**Passage to read**
========
When accessing multidimensional arrays it is often necessary for threads to index the higher dimensions of the array, so strided access is simply unavoidable. We can handle these cases by using a type of CUDA memory called shared memory. Shared memory is an on-chip memory shared by all threads in a thread block. One use of shared memory is to extract a 2D tile of a multidimensional array from global memory in a coalesced fashion into shared memory, and then have contiguous threads stride through the shared memory tile. Unlike global memory, there is no penalty for strided access of shared memory.
Readings:
https://www.3dgep.com/cuda-memory-model/
https://www.microway.com/hpc-tech-tips/gpu-memory-types-performance-comparison/
https://developer.nvidia.com/blog/using-shared-memory-cuda-cc/
https://www.ce.jhu.edu/dalrymple/classes/602/Class13.pdf
Programming model
Functions qualifers
__global__ // launched by CPU on device (must return void)
__device__ // called from other GPU functions (never CPU)
__host__ // launched by CPU on CPU (can be used together with __device__)
https://docs.nvidia.com/cuda/cuda-c-programming-guide/index.html#function-declaration-specifiers
Copying memory
The memory between host and device can be copied in two ways.
- The synchronous call blocks the CPU until the copy is complete. Copy begins when all preceding CUDA calls are completed.
cudaMemcpy (void ∗dst, const void ∗src, size_t count, enum cudaMemcpyKind kind)
// enum cudaMemcpyKind
// cudaMemcpyHostToDevice = 1
// cudaMemcpyDeviceToHost = 2
- An asynchronous call which does not block the CPU is
cudaError_t cudaMemcpyAsync ( void* dst, const void* src, size_t count, cudaMemcpyKind kind, cudaStream_t stream = 0 )
A stream in CUDA is a sequence of operations that execute on the device in the order in which they are issued by the host code. While operations within a stream are guaranteed to execute in the prescribed order, operations in different streams can be interleaved and, when possible, they can even run concurrently.
========
**Entries shown**
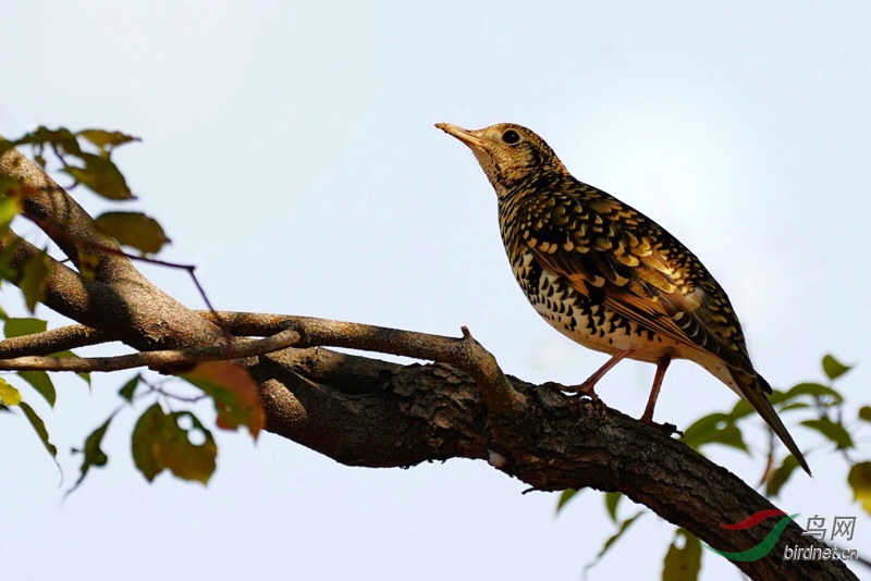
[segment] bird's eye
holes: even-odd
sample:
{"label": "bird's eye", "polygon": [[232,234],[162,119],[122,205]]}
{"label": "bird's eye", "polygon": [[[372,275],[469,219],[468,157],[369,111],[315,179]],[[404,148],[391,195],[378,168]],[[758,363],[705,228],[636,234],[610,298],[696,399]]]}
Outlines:
{"label": "bird's eye", "polygon": [[502,134],[502,140],[508,145],[514,145],[520,140],[520,134],[514,129],[508,129]]}

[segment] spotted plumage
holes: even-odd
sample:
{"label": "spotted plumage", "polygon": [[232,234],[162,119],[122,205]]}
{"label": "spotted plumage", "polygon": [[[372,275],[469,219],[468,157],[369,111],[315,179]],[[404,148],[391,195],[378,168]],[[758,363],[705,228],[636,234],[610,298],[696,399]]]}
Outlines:
{"label": "spotted plumage", "polygon": [[514,124],[479,131],[437,125],[475,153],[499,199],[514,276],[536,311],[575,342],[611,359],[578,391],[628,357],[657,363],[651,422],[662,378],[689,359],[746,399],[810,473],[769,403],[726,293],[696,256],[641,212],[573,177],[533,132]]}

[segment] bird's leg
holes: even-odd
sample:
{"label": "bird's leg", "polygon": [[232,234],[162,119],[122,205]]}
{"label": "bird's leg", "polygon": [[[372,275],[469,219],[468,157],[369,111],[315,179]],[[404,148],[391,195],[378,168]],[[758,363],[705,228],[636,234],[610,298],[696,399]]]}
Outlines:
{"label": "bird's leg", "polygon": [[596,371],[596,373],[587,378],[587,381],[585,381],[580,385],[573,385],[572,387],[569,387],[568,391],[588,395],[593,399],[599,399],[599,396],[596,395],[596,392],[593,391],[593,387],[596,387],[596,384],[599,383],[599,380],[601,380],[605,373],[611,371],[611,368],[613,368],[614,366],[626,359],[636,350],[637,349],[623,349],[621,351],[615,353],[614,355],[611,356],[611,359],[605,361],[605,364],[603,364]]}
{"label": "bird's leg", "polygon": [[642,423],[653,423],[653,407],[657,405],[657,398],[660,396],[660,387],[662,387],[662,379],[665,376],[665,370],[668,369],[668,363],[671,362],[671,355],[664,355],[657,361],[657,375],[653,378],[653,387],[650,388],[650,397],[647,400],[645,413],[641,416]]}

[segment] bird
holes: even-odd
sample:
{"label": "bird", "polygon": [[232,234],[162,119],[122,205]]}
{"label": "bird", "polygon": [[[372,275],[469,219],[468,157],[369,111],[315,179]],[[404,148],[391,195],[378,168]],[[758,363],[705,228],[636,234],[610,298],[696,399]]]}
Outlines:
{"label": "bird", "polygon": [[575,178],[531,129],[436,126],[471,149],[493,186],[505,252],[536,311],[611,356],[571,391],[597,397],[597,382],[623,359],[655,363],[640,418],[652,424],[668,363],[689,359],[745,399],[811,474],[750,362],[728,296],[696,255],[643,213]]}

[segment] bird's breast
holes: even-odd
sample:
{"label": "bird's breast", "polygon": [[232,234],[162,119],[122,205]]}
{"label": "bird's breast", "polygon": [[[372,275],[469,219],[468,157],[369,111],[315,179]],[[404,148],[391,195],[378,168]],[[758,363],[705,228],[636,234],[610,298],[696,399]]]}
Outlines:
{"label": "bird's breast", "polygon": [[637,349],[630,358],[641,361],[657,361],[664,355],[680,357],[676,342],[606,308],[598,289],[585,285],[582,292],[578,290],[543,268],[528,248],[506,250],[514,277],[532,308],[575,343],[608,354]]}

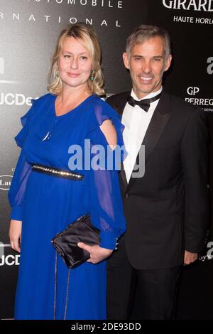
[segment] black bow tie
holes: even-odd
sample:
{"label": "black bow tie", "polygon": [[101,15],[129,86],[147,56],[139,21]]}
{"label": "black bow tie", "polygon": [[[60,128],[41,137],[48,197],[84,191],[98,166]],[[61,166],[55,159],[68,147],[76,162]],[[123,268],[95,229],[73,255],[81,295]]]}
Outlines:
{"label": "black bow tie", "polygon": [[145,112],[148,112],[150,107],[150,104],[158,99],[161,95],[161,92],[154,97],[151,97],[151,99],[141,99],[141,101],[136,101],[131,95],[129,95],[127,97],[127,102],[132,107],[135,107],[135,105],[139,106],[141,109],[145,110]]}

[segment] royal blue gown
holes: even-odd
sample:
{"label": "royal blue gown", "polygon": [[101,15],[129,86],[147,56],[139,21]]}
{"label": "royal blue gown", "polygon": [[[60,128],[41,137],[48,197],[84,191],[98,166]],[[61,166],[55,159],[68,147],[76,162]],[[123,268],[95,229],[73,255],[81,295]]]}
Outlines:
{"label": "royal blue gown", "polygon": [[[100,246],[114,249],[126,228],[118,171],[93,170],[84,164],[84,139],[92,148],[95,144],[106,148],[99,128],[104,120],[112,121],[118,144],[124,144],[120,117],[95,95],[67,114],[57,116],[55,99],[55,95],[47,94],[33,101],[21,119],[23,129],[15,137],[22,149],[9,199],[11,218],[23,222],[15,319],[53,319],[55,253],[51,239],[56,233],[90,212],[93,225],[101,230]],[[83,181],[32,171],[32,164],[40,164],[70,171],[72,145],[84,149],[84,166],[82,168],[78,165],[75,171],[84,176]],[[58,257],[57,319],[64,317],[67,272]],[[67,319],[105,319],[106,281],[105,261],[97,264],[85,262],[72,269]]]}

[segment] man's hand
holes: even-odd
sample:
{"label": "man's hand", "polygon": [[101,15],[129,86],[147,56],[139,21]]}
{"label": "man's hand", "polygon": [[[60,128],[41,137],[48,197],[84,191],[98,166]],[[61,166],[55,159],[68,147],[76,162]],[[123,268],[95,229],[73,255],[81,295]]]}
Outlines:
{"label": "man's hand", "polygon": [[190,252],[185,251],[184,264],[190,264],[197,259],[197,253],[190,253]]}
{"label": "man's hand", "polygon": [[84,244],[83,242],[79,242],[77,245],[79,247],[89,252],[90,254],[90,259],[87,260],[87,262],[91,262],[94,264],[103,261],[104,259],[109,257],[109,255],[113,252],[113,250],[100,247],[98,244],[89,246],[89,244]]}

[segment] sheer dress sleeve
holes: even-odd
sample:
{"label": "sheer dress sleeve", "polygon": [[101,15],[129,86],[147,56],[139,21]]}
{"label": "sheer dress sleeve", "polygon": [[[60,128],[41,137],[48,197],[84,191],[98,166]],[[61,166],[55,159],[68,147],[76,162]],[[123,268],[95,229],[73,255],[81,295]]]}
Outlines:
{"label": "sheer dress sleeve", "polygon": [[[92,117],[92,128],[89,134],[92,149],[94,148],[94,145],[101,145],[106,152],[107,147],[109,149],[105,136],[99,127],[106,119],[110,119],[115,127],[117,146],[124,149],[122,138],[124,126],[121,123],[119,115],[112,108],[105,106],[104,102],[102,105],[97,105]],[[109,150],[111,151],[111,149]],[[93,158],[96,158],[97,154],[98,153],[92,155]],[[121,160],[124,159],[125,155],[124,149],[121,151]],[[104,161],[100,161],[100,168],[90,169],[90,214],[92,222],[101,230],[100,247],[114,249],[119,237],[126,230],[126,220],[123,212],[118,166],[117,163],[114,163],[112,168],[107,169],[107,156],[109,154],[106,154]]]}
{"label": "sheer dress sleeve", "polygon": [[35,109],[33,102],[34,100],[32,100],[32,107],[28,112],[21,118],[23,127],[15,137],[17,146],[21,148],[21,151],[8,193],[8,198],[11,208],[11,219],[15,220],[22,220],[26,185],[31,172],[31,165],[26,160],[23,146],[28,135],[31,117]]}

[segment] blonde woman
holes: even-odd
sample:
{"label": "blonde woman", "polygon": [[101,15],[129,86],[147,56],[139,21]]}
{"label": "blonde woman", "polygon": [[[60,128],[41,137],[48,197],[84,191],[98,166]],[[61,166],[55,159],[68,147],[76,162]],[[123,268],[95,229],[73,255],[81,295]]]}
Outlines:
{"label": "blonde woman", "polygon": [[[125,219],[117,171],[84,166],[88,143],[111,150],[123,144],[119,116],[99,97],[104,94],[100,60],[92,27],[70,25],[53,58],[50,93],[33,101],[21,118],[15,139],[22,150],[9,193],[11,244],[21,252],[16,319],[106,318],[103,260],[124,232]],[[73,147],[82,149],[75,168]],[[58,257],[55,287],[51,239],[87,213],[100,230],[101,242],[79,244],[90,259],[72,269],[68,285],[68,269]]]}

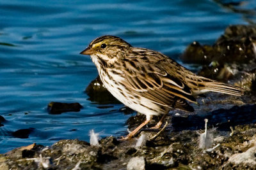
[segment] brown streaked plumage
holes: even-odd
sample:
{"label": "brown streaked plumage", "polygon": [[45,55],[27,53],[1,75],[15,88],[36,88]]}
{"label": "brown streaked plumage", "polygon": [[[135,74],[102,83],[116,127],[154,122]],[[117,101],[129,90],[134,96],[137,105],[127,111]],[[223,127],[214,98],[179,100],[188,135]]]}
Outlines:
{"label": "brown streaked plumage", "polygon": [[187,101],[196,103],[198,94],[243,94],[239,87],[198,76],[159,52],[133,47],[116,36],[96,38],[81,53],[91,56],[103,84],[115,97],[146,115],[147,120],[125,139],[134,136],[154,115],[163,115],[158,128],[172,108],[193,111]]}

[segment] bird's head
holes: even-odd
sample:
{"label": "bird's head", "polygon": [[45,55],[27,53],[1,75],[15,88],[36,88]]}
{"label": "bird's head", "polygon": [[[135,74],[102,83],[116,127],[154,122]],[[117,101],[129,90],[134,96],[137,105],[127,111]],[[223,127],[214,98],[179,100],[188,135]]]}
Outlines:
{"label": "bird's head", "polygon": [[92,41],[81,54],[89,55],[97,66],[99,62],[115,62],[125,57],[125,53],[131,45],[121,38],[113,36],[103,36]]}

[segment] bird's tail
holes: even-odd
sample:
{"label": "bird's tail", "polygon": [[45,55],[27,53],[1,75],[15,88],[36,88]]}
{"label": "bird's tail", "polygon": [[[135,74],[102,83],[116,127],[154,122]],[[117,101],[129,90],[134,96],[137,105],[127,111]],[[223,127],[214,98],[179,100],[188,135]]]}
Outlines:
{"label": "bird's tail", "polygon": [[240,87],[201,76],[198,76],[196,85],[197,87],[195,87],[193,89],[194,92],[198,94],[207,92],[215,92],[241,96],[244,94],[244,90]]}

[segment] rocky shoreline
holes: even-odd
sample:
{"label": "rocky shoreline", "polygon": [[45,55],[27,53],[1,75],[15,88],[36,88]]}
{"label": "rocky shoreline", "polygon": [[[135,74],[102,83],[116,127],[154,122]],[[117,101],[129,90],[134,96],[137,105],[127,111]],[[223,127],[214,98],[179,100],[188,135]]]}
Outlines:
{"label": "rocky shoreline", "polygon": [[[0,154],[0,169],[255,169],[256,27],[230,26],[213,45],[192,43],[181,59],[202,66],[200,75],[243,87],[245,94],[207,94],[197,99],[198,105],[193,105],[195,112],[173,110],[162,131],[145,128],[129,141],[109,136],[99,145],[74,139],[61,140],[49,147],[31,144],[16,148]],[[113,101],[99,78],[86,92],[100,103]],[[60,113],[60,110],[55,111]],[[144,119],[143,115],[131,117],[129,128]],[[154,120],[149,127],[157,118]]]}

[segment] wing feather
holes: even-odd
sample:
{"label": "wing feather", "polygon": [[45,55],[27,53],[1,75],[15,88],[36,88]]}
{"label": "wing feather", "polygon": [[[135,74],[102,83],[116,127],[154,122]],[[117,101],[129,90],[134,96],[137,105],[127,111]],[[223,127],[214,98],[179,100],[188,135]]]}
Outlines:
{"label": "wing feather", "polygon": [[[154,103],[193,111],[193,108],[186,101],[196,103],[191,89],[182,80],[174,77],[173,74],[164,70],[164,67],[161,67],[161,59],[167,57],[154,51],[148,53],[148,50],[140,50],[140,56],[146,57],[127,56],[124,66],[129,66],[129,68],[123,69],[125,70],[124,75],[127,81],[122,83]],[[141,55],[142,52],[145,54]],[[148,57],[148,55],[154,56]],[[161,56],[157,59],[159,55]]]}

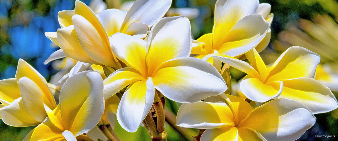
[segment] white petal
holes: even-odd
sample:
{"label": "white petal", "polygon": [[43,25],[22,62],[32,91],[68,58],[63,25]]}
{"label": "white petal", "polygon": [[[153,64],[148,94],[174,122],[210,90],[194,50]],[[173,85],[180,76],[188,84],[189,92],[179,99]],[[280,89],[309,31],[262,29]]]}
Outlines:
{"label": "white petal", "polygon": [[66,54],[65,54],[65,53],[63,52],[62,50],[60,49],[53,52],[49,56],[49,57],[48,57],[48,58],[47,58],[47,59],[46,61],[45,61],[45,62],[43,63],[46,65],[51,61],[66,57],[67,56]]}
{"label": "white petal", "polygon": [[76,138],[73,135],[73,133],[68,130],[66,130],[62,132],[62,135],[67,141],[76,141]]}
{"label": "white petal", "polygon": [[42,122],[47,117],[43,105],[43,92],[37,84],[26,77],[18,82],[23,107],[33,118]]}
{"label": "white petal", "polygon": [[136,81],[124,92],[117,109],[117,120],[129,132],[136,131],[154,102],[155,89],[151,78]]}
{"label": "white petal", "polygon": [[127,11],[116,9],[109,9],[96,14],[99,20],[107,31],[108,36],[119,32]]}
{"label": "white petal", "polygon": [[293,141],[312,126],[316,118],[304,105],[292,100],[273,100],[255,109],[238,125],[251,128],[267,140]]}
{"label": "white petal", "polygon": [[126,67],[118,69],[103,81],[103,97],[106,99],[131,83],[145,80],[142,75],[134,68]]}
{"label": "white petal", "polygon": [[182,16],[161,19],[151,28],[147,43],[148,71],[153,72],[170,59],[189,56],[191,51],[190,22]]}
{"label": "white petal", "polygon": [[177,112],[176,124],[186,128],[200,129],[233,126],[233,115],[230,107],[223,102],[184,103]]}
{"label": "white petal", "polygon": [[140,22],[151,27],[163,17],[171,5],[171,0],[138,0],[130,8],[123,26],[125,31],[132,23]]}
{"label": "white petal", "polygon": [[67,80],[59,98],[62,122],[66,130],[77,136],[96,125],[104,109],[103,89],[102,78],[97,72],[82,72]]}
========
**Task requirements**
1 – In the CUDA notes, copy everything from "cudaMemcpy (void ∗dst, const" down to "even run concurrently.".
2 – According to the CUDA notes, why does it help to load a 2D tile of a multidimensional array into shared memory before threads stride through it? Answer in one to three sentences.
3 – Continue the CUDA notes after their last sentence.

**Responses to the exercise**
1 –
cudaMemcpy (void ∗dst, const void ∗src, size_t count, enum cudaMemcpyKind kind)
// enum cudaMemcpyKind
// cudaMemcpyHostToDevice = 1
// cudaMemcpyDeviceToHost = 2
- An asynchronous call which does not block the CPU is
cudaError_t cudaMemcpyAsync ( void* dst, const void* src, size_t count, cudaMemcpyKind kind, cudaStream_t stream = 0 )
A stream in CUDA is a sequence of operations that execute on the device in the order in which they are issued by the host code. While operations within a stream are guaranteed to execute in the prescribed order, operations in different streams can be interleaved and, when possible, they can even run concurrently.

2 – When threads index the higher dimensions of a multidimensional array, strided access can't be avoided. Strided access of shared memory carries no penalty, unlike global memory. The tile is read from global memory in a coalesced way, and contiguous threads then stride through it in shared memory.

3 –
Kernel launch
Kernel launches are asynchronous - Control returns to the CPU immediately. According to documentation the execution configuration is defined as follows:
f_name<<<dim3 gridDim, dim3 blockDim, size_t sharedMem, cudaStream_t strId>>>(p1,... pN)
// sharedMem - specifies the number of bytes in shared memory that is dynamically allocated per block for this call in addition to the statically allocated memory.
// strId - specifies the associated stream, is an optional parameter which defaults to 0.
To block the CPU until all preceding CUDA calls have completed call:
cudaDeviceSynchronize()
To synchronize threads within a kernel:
__syncthreads()
Cores, Schedulers and Streaming Multiprocessors
GPUs are designed to apply the same function to many data simultaneously.
Dimensions of the block/grid
The gridDim and blockDim are 3D variables. However, if the y or z dimension is not specified explicitly then the defualt value 1 is prescribed for y or z.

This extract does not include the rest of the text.